> **TO DO**:
Continue the text on Tourette's Syndrome from the point where it stops.

> **READING TEXT**:
· · ·

Tourette’s Syndrome is an illness that – “is characterized by recurring multiple motor tics, and at least one vocal tic.” Tourette’s syndrome is popularly known as the illness that makes people curse involuntarily.
According to Happeh Theory, Tourette’s Syndrome is the result of the lack of Yin development in a human being, or some kind of damage to the Yin part of the body of a human being.
What makes this particular story such a glaring example of scientific stoopidity, is that the studies findings support the claim that Tourette’s has something to do with the Yin part of the body.
The story says that “Neurological Disorder Affects Three Out of Every 1,000 Children, Boys More Often Than Girls”. In Yin Yang Theory boys or men are considered majority Yang, while girls and women are considered majority Yin.
So the findings that males have Tourette’s Syndrome more than females supports the claim that Tourette’s is related to the Yin part of the body. Males don’t have as much Yin as females, so males are more susceptible to Tourette’s.
A further finding of the study that also supports the claim by Happeh Theory that Tourette’s Syndrome is related to the condition of the Yin part of the body, is that the study found that white people get Tourette’s more than hispanic or black people.
“Non-Hispanic white children were more than twice as likely as non-Hispanic black children or Hispanic children to have a parent-reported case of Tourette’s syndrome.”

· · ·

> **DATA SECTION**:

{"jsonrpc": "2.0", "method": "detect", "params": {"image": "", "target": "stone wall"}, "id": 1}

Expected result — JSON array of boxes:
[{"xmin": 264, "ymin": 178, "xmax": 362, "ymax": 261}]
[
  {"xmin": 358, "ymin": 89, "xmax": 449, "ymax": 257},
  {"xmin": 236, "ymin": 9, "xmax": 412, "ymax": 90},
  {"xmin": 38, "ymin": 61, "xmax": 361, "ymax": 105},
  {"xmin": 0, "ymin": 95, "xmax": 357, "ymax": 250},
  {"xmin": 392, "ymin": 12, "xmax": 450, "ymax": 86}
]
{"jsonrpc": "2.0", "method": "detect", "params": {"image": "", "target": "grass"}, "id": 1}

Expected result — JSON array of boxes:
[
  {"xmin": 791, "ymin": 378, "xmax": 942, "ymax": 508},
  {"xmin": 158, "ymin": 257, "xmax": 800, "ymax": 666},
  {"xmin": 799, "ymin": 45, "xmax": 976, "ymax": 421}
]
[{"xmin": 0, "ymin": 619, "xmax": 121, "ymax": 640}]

· · ·

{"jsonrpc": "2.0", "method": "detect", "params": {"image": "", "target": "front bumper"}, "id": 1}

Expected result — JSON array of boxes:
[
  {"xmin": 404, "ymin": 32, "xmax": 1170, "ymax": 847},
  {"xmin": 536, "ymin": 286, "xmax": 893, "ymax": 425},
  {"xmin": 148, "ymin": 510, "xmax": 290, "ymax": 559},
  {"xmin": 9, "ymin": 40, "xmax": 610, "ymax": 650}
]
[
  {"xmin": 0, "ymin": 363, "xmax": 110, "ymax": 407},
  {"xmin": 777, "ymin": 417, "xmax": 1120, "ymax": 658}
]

· · ·

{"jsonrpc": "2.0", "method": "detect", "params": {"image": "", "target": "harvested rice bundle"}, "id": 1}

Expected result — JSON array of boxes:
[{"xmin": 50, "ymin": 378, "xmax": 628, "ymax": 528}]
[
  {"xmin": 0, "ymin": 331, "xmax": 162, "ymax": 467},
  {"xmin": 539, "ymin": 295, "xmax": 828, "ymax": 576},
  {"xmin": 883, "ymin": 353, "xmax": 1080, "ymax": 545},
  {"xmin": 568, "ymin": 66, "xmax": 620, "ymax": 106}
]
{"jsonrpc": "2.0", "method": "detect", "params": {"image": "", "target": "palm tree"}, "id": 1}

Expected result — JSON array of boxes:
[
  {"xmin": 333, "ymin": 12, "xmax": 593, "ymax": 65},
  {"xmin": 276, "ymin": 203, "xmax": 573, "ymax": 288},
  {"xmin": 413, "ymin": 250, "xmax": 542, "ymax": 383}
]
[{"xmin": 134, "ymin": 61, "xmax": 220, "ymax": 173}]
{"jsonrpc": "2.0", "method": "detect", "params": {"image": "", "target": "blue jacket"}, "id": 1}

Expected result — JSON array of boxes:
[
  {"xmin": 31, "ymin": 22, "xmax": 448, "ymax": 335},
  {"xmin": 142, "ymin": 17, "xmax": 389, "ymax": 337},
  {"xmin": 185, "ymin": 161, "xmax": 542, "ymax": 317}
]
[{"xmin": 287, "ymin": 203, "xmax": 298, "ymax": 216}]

· · ·

> **RESPONSE TO THE EXERCISE**:
White people are a victim of cultural and medical plots to make them lose the Yin part of their body. Since the white people have no or little Yin part of the body, they get Tourette’s Syndrome twice as much as Hispanic or Black children.
The majority of Hispanic and Black people have not fallen victim to these plots, and the ideas of Yin Yang Theory are a part of their cultures, so Hispanic and Black children do not get Tourette’s as much as white children.
The original news story is reprinted next
Tourette’s syndrome afflicts three out of every 1,000 children between ages 6 and 17 in the United States, the CDC says in its first-ever estimate of the prevalence of the neurological disorder.
The findings are revealed in the June 5 edition of the CDC’s Morbidity and Mortality Weekly Report.
According to the MMWR study, Tourette’s syndrome is three times more common in boys than in girls, and about twice as common in children 12 to 17 as in those 6 to 11.
Twenty-seven percent of children with Tourette’s syndrome have moderate or severe cases, the study says, and 79% of youngsters who have it also have been diagnosed with at least one additional mental health or neurodevelopmental condition.
Tourette’s syndrome typically starts in childhood and is characterized by recurring multiple motor tics, and at least one vocal tic. Symptoms are generally most severe between 10 and 12 years of age and lessen by adulthood.
These are involuntary, repetitive, stereotyped, usually sudden and rapid movements or vocalizations that may be suppressed for short periods of time, the CDC report says.
“TS [Tourette’s syndrome] and tic disorders have been linked to higher rates of attention deficit/hyperactivity disorder, obsessive-compulsive disorder, and impairments associated with these conditions, such as learning disabilities and problems with peer relations,” says Rebecca Bitsko, MD, health scientist at the CDC, in a news release.
She says because so many children with Tourette’s also have other neurological or mental health problems, the relationship between the conditions warrant further study.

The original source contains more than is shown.